• [Exercise brief]: Turn the lines of the records into a JSON list of strings, one string per line, leaving out blank lines. Begin at the line that has "grass lawn is?" and continue through the end of the records.

>> begin Excerpted records

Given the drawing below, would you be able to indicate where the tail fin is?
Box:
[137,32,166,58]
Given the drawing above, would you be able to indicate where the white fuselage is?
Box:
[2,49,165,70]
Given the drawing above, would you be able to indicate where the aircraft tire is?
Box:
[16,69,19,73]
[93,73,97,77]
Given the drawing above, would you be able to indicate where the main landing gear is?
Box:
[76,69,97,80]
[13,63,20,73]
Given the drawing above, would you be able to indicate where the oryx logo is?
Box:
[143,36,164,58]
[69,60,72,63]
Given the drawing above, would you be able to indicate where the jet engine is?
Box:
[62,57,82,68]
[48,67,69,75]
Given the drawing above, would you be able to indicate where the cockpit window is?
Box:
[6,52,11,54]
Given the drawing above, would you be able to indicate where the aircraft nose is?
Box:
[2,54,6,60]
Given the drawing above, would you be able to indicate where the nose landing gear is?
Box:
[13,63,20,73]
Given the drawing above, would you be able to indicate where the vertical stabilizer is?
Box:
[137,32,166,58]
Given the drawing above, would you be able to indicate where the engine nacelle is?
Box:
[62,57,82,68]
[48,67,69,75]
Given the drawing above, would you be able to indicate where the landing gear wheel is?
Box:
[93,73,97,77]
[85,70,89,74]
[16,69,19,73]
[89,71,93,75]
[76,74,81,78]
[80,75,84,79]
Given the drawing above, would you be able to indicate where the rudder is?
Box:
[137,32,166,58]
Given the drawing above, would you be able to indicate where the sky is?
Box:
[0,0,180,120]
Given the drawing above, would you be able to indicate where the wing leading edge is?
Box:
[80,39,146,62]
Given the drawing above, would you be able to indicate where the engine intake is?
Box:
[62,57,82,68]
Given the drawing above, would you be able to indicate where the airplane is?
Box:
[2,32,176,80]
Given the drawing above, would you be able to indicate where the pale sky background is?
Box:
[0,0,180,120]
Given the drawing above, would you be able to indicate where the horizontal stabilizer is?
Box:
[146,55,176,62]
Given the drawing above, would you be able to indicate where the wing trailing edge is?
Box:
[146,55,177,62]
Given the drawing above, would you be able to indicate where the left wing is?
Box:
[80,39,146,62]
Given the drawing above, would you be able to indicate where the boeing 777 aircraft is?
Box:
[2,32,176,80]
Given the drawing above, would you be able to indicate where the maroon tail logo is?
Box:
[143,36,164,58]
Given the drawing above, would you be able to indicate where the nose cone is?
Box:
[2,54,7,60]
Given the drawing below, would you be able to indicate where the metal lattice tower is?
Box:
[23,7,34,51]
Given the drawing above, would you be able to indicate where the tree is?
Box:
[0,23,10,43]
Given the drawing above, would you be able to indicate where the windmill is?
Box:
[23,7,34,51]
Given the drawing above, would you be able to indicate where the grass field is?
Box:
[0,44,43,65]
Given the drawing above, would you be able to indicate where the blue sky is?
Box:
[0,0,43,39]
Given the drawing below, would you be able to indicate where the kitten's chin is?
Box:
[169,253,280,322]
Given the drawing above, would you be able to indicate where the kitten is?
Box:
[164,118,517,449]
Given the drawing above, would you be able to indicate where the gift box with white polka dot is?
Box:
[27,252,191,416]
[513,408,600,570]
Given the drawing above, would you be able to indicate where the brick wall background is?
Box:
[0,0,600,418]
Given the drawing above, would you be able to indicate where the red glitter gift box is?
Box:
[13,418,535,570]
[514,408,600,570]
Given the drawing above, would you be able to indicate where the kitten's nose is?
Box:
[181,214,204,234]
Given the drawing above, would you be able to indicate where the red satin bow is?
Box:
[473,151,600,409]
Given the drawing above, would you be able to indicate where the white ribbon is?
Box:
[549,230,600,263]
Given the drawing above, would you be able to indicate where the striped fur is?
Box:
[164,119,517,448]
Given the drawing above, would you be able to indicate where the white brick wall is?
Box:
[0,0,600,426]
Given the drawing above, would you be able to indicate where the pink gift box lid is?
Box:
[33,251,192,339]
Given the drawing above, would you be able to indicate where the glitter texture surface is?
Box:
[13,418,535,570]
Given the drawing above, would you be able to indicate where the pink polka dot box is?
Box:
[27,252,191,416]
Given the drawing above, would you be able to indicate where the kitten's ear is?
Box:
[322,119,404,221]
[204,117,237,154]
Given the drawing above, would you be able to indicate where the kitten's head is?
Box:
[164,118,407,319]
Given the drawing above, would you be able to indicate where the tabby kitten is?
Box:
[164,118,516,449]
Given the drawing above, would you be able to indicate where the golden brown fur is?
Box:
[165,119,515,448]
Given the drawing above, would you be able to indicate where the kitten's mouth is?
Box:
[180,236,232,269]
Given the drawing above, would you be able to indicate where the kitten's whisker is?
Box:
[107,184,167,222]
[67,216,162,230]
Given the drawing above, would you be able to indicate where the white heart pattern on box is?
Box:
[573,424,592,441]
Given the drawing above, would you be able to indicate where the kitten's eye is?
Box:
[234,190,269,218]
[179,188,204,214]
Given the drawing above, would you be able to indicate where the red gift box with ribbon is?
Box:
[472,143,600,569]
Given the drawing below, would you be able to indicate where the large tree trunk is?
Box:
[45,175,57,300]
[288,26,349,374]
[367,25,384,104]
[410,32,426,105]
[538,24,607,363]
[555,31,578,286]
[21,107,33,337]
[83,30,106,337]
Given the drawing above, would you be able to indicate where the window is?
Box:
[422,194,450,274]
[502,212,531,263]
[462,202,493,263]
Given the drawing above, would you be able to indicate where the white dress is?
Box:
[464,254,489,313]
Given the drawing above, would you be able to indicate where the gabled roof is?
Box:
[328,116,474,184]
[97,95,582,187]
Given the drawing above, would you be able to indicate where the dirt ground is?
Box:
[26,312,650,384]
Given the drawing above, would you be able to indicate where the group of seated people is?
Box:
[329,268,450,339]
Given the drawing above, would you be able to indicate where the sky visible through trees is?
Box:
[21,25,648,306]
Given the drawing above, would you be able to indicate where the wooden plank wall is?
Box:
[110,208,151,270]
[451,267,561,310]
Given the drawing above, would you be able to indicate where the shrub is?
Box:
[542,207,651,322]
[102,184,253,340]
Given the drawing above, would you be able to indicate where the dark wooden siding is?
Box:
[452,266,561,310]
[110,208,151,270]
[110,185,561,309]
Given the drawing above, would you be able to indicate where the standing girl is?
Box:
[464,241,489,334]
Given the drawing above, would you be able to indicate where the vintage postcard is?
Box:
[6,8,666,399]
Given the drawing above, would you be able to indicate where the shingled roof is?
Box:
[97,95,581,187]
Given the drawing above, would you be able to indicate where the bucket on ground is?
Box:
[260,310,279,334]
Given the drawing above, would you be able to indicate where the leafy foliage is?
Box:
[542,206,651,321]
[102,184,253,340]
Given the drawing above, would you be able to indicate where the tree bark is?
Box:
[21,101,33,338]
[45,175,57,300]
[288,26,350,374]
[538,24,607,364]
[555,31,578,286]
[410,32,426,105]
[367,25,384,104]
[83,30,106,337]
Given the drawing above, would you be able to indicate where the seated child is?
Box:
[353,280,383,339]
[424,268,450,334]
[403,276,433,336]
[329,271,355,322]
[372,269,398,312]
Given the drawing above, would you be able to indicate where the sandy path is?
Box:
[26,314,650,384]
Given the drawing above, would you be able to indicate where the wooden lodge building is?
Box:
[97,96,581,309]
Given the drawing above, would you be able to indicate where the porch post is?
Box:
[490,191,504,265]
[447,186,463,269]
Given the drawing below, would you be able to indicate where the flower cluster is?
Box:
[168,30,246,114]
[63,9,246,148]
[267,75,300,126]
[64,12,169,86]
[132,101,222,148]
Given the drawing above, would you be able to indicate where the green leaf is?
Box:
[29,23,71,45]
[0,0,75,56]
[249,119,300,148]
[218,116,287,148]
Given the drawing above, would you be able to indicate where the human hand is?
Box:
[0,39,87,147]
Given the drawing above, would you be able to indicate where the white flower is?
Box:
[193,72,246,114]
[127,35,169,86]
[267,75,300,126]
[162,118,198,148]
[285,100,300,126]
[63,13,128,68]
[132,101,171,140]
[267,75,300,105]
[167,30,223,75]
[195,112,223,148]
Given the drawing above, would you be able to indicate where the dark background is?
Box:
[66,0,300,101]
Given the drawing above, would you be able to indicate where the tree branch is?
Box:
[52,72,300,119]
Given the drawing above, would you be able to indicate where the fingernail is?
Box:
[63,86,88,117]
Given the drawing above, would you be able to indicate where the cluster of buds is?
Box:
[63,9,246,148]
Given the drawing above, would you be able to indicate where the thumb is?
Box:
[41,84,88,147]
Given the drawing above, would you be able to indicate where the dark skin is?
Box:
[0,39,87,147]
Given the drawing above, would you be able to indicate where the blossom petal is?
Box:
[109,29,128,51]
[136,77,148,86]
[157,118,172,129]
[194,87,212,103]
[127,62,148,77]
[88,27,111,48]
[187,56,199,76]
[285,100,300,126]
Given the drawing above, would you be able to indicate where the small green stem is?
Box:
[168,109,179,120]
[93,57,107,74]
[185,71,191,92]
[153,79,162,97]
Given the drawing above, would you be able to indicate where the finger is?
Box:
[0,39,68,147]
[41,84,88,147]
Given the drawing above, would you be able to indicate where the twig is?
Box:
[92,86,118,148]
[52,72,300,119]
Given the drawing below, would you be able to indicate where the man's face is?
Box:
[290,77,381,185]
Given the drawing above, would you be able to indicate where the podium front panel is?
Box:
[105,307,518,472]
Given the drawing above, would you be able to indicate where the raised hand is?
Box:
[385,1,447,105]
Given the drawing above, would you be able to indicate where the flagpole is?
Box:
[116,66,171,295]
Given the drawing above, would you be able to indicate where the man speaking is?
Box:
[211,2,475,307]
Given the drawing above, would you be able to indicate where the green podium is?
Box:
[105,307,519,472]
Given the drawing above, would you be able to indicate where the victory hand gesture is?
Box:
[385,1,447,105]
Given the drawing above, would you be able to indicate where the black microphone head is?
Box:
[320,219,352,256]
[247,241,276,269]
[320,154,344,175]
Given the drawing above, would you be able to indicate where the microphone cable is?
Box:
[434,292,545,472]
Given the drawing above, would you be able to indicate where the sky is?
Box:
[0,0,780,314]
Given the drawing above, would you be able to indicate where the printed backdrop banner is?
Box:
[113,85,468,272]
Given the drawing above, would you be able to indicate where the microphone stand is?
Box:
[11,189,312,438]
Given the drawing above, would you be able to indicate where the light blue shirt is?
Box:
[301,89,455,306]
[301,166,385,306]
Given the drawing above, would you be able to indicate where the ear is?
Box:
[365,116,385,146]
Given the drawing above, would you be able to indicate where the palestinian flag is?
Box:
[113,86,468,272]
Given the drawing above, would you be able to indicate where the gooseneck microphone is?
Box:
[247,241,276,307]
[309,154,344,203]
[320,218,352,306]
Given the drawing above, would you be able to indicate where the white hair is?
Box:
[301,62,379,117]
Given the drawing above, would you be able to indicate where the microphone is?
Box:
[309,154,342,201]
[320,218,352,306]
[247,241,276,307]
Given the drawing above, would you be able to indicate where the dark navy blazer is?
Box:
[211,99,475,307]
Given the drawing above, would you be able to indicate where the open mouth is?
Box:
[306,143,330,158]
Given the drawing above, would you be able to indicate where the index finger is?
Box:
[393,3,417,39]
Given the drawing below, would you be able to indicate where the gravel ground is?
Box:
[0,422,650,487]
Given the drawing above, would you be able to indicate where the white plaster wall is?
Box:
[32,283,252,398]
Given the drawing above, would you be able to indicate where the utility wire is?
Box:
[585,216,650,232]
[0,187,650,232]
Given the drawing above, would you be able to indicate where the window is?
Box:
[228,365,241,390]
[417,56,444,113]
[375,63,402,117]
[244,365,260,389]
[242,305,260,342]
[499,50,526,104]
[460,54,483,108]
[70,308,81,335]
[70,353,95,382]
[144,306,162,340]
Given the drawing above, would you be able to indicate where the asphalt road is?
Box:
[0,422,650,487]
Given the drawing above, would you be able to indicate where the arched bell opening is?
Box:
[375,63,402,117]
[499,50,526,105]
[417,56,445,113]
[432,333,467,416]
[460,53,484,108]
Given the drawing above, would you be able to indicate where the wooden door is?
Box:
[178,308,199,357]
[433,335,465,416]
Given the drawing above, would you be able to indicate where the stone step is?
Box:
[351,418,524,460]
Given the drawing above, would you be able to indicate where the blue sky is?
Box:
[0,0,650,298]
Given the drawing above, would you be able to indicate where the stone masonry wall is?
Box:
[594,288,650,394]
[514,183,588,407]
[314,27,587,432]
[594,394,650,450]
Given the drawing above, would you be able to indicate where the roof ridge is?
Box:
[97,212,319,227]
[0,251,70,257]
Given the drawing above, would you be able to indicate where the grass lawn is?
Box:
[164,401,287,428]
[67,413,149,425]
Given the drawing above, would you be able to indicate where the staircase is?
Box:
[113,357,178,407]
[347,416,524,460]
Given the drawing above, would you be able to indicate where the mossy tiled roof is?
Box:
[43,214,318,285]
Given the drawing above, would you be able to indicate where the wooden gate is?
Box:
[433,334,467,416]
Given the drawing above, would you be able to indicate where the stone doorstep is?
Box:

>> end Excerpted records

• [Result]:
[
  "Given the drawing above, would you be able to indicate where the grass lawn is?",
  "Box:",
  "[164,401,287,428]",
  "[67,413,149,425]",
  "Given the drawing above, would you be able to indicate where the staircase is?",
  "Box:",
  "[113,357,178,407]",
  "[347,416,524,460]",
  "Given the drawing above, would you be able to indicate where the mossy tiled roof is?",
  "Box:",
  "[43,214,318,285]",
  "Given the drawing above, would you be able to indicate where the wooden gate is?",
  "Box:",
  "[433,334,467,416]",
  "Given the drawing above, would you be able to indicate where the stone doorstep is?",
  "Box:"
]